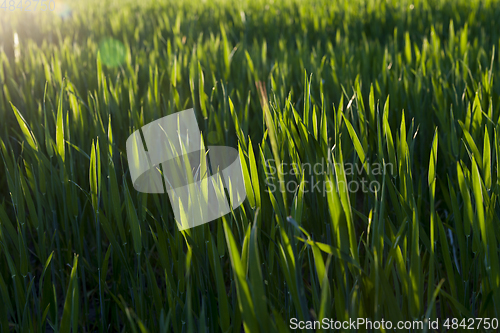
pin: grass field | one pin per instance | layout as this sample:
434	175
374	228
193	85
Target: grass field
413	85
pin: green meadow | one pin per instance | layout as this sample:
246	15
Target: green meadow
412	85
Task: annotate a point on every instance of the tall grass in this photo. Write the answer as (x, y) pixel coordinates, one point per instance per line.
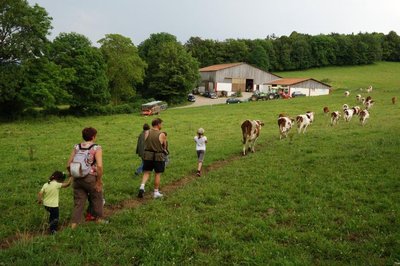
(329, 196)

What is needed
Go line by line through the data and copy any that contain "sample".

Result of this task
pin: grass field | one pin per instance | layout as this sample:
pin: green meadow | one pin per instance | layout as this sample:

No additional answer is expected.